WHAT TO DO: Copy the data word for word, from the line containing "Check that one keypoint sits on every instance of the steering" through the end of the data, with both ends included.

THE RECORDS:
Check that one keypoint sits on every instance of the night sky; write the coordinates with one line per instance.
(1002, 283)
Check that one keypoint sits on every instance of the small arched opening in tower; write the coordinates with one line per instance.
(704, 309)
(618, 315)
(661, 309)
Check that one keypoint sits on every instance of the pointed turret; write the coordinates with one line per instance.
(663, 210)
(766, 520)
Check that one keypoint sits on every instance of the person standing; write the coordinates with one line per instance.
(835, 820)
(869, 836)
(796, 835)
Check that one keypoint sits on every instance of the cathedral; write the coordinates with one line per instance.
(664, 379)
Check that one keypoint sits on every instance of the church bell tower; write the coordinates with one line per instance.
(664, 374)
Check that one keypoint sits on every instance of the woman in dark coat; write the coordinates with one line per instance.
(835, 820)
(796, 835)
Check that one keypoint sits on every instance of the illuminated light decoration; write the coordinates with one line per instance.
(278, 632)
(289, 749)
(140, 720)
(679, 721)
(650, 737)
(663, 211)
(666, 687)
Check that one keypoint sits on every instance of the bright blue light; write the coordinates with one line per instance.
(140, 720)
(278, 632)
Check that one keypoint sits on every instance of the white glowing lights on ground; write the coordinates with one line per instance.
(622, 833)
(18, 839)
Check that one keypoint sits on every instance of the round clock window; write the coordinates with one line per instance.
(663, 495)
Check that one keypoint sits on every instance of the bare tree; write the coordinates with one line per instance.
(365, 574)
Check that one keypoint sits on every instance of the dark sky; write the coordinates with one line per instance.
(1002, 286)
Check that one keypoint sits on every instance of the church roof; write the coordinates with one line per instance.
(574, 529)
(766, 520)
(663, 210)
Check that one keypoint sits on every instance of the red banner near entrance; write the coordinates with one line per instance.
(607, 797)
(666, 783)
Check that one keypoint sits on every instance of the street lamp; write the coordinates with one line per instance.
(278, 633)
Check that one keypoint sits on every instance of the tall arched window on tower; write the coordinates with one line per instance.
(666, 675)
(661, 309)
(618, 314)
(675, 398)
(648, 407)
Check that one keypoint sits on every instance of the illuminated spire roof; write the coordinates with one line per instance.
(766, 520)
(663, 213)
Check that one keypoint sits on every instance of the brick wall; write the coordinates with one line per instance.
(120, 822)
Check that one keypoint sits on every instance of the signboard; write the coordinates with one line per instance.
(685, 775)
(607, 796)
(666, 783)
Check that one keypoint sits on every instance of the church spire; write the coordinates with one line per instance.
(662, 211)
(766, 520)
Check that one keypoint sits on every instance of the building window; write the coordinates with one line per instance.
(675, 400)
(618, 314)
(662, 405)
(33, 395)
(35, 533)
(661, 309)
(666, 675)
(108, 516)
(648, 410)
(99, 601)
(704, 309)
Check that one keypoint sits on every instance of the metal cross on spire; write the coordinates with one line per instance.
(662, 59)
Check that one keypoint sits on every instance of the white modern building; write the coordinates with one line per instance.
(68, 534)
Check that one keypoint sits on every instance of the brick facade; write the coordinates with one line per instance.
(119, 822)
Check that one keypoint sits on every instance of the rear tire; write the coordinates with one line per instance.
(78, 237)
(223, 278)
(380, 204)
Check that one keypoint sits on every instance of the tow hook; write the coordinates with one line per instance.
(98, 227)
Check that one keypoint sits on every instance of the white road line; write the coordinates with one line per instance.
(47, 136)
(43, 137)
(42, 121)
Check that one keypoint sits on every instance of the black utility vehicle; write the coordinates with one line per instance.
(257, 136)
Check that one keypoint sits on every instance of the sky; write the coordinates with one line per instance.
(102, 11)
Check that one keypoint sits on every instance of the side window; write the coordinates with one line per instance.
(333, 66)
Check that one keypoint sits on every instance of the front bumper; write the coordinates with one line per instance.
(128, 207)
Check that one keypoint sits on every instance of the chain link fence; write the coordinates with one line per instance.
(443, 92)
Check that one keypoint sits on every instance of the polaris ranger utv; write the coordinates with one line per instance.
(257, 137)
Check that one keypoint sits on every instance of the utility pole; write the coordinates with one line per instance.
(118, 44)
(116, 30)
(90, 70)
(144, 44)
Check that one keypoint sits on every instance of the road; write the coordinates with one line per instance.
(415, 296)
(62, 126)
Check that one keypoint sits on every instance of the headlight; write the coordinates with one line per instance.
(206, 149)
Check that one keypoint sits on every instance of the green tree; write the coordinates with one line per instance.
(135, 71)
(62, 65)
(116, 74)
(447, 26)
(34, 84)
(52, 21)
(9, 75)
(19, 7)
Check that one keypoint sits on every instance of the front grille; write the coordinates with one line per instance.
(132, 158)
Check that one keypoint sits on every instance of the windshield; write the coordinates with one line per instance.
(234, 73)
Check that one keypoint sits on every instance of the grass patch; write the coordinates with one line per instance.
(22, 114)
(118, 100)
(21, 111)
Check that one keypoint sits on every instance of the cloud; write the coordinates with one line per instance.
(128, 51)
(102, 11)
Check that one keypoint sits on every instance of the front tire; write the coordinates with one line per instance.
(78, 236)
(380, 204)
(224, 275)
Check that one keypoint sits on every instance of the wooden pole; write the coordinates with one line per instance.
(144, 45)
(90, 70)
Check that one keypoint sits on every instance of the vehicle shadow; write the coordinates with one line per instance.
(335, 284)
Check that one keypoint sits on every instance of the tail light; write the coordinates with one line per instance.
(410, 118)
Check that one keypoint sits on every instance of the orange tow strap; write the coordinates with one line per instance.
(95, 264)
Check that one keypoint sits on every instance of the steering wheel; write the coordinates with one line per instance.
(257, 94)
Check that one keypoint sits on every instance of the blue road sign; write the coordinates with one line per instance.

REPLY:
Check that one keypoint sits on every instance of the steering wheel; write the coordinates with one line per instance.
(257, 94)
Check that one keypoint sits on every instance of the blue road sign; write the coordinates with one line per instance.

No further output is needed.